● Given problem A: Change "header line" to "top line" in the rows, starting with the line that contains "Q: report a point for each instance of the sunset" and going on through the end of the rows. Keep everything else the same, and give back only those lines.

● Supplied passage:
[Start]

SYCL/DPC++ are the only viable CUDA competitors I would say, assuming that the tooling gets feature parity.


circle lang is also very worth to check out.


See https://github.com/google/clspv for an OpenCL implementation on Vulkan Compute. There are plenty of quirks involved because the two standards use different varieties of SPIR-V ("kernels" vs. "shaders") and provide different guarantees (Vulkan Compute doesn't care much about numerical accuracy). The Mesa folks are also looking into this as part of their RustiCL (a modern OpenCL implementation) and Zink (implementing OpenGL and perhaps OpenCL itself on Vulkan) projects.


chipStar (formerly CHIP-SPV) might also be worth checking out: https://github.com/CHIP-SPV/chipStar

It compiles CUDA/HIP C++ to SPIR-V that can run on top of OpenCL or Level Zero. (It does require OpenCL's compute flavored SPIR-V, instead of graphics flavored SPIR-V as seen in OpenGL or Vulkan. I also think it requires some OpenCL extensions that are currently exclusive to Intel NEO, but should on paper be coming to Mesa's rusticl implementation too.


GCC supports nvptx and amd via openmp offloading and openacc. I have no idea of how well it works.


All of these are jit by the driver in the end though?


Not exactly, both cl and glsl can be aot, but the runtime will be limited to some newer version and then the market coverage will be niche, those vendor are so lazy on updating the driver and fixing the compiler bugs...


Having worked for a few of those lazy vendors, the aot usually just ends up being bitcode which is fully jitted later.


Are vendor-specific compilers generally clang-based? Emcc (emscripten), aocc (AMD), now vcc (Vulkan). I'm not sure about nvcc (NVIDIA) or icc (Intel)


Intel's modern compilers (icx, icpx) are clang-based. There is an open-source version [1], and the closed-source version is built atop of this with extra closed-source special sauce.

AOCC and ROCm are also based on LLVM/clang.

[1] https://github.com/intel/llvm


I forgot to ask my question which was "why are vendor compilers based on clang over gcc", but it must be related to LLVM?

[End]

● Given problem B: List every web address that appears in the thread about GPU compilers.

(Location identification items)
[Start]

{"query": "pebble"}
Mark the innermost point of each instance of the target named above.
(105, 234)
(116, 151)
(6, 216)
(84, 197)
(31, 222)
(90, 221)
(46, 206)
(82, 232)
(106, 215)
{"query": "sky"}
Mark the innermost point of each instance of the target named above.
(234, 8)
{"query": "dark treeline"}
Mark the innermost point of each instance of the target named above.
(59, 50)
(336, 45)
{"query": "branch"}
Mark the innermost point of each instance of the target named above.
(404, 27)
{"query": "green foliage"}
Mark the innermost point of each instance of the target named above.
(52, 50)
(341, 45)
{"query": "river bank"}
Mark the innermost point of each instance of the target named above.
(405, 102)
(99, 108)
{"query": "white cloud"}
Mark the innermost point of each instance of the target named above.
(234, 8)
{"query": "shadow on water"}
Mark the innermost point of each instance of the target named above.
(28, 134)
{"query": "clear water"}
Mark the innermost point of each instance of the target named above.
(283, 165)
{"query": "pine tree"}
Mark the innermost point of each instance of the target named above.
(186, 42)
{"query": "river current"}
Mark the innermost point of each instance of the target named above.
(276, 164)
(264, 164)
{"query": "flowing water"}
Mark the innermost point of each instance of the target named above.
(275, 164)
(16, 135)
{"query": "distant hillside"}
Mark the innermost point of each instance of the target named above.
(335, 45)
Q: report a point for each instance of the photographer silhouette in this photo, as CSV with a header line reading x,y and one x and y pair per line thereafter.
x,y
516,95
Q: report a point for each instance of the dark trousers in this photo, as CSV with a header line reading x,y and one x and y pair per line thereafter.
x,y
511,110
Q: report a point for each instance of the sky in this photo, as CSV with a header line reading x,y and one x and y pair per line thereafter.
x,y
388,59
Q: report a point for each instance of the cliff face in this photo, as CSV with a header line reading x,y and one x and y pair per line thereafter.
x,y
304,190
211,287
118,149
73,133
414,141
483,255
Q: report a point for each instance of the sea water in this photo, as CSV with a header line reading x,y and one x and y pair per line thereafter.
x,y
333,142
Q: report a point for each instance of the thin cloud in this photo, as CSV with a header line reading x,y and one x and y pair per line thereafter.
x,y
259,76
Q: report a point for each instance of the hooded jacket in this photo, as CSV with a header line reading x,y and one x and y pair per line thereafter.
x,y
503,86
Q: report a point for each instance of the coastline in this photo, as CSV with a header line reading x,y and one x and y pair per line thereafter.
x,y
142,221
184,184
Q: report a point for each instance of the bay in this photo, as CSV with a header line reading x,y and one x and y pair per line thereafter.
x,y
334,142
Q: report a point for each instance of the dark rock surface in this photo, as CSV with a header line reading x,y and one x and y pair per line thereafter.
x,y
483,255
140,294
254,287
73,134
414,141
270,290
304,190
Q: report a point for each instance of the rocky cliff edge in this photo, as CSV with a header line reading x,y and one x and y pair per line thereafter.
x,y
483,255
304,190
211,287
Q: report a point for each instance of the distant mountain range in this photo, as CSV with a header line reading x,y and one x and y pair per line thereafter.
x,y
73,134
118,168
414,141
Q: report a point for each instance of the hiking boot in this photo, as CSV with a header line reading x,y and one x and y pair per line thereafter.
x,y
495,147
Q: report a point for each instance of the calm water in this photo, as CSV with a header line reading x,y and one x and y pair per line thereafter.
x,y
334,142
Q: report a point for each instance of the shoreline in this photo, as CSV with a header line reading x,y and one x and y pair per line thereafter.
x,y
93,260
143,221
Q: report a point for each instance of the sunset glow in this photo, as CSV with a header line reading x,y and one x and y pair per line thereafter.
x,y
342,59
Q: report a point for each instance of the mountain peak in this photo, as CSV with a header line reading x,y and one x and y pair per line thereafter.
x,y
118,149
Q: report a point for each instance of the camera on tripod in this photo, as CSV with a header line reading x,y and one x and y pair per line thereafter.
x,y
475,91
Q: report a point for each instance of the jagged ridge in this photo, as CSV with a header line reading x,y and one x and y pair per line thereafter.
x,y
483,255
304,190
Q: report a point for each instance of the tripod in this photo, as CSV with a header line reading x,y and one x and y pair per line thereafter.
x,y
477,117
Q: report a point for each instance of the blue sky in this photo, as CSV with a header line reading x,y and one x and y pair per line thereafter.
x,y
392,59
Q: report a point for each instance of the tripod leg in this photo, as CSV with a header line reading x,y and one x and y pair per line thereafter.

[End]

● Expected output A:
Q: report a point for each instance of the sunset glow in this photo, as CSV with a top line reading x,y and one x and y pair per line thereafter.
x,y
342,59
Q: report a point for each instance of the mountain peak in this photo, as CSV with a top line reading x,y and one x and y pair per line thereafter.
x,y
118,149
Q: report a point for each instance of the camera on tripod in this photo, as CSV with a top line reading x,y and one x and y pair per line thereafter.
x,y
475,91
Q: report a point for each instance of the jagged ridge in this photo, as CSV with a top line reading x,y and one x and y pair per line thereafter.
x,y
483,255
304,190
Q: report a point for each instance of the tripod in this photo, as CSV with a top line reading x,y and one x and y pair per line thereafter.
x,y
477,117
Q: report a point for each instance of the blue sky in this photo, as CSV with a top line reading x,y and one x and y pair per line thereafter.
x,y
392,59
Q: report a point for each instance of the tripod leg in this photo, as CSV with a top line reading x,y and one x and y pair per line thereafter.

● Expected output B:
https://github.com/google/clspv
https://github.com/CHIP-SPV/chipStar
https://github.com/intel/llvm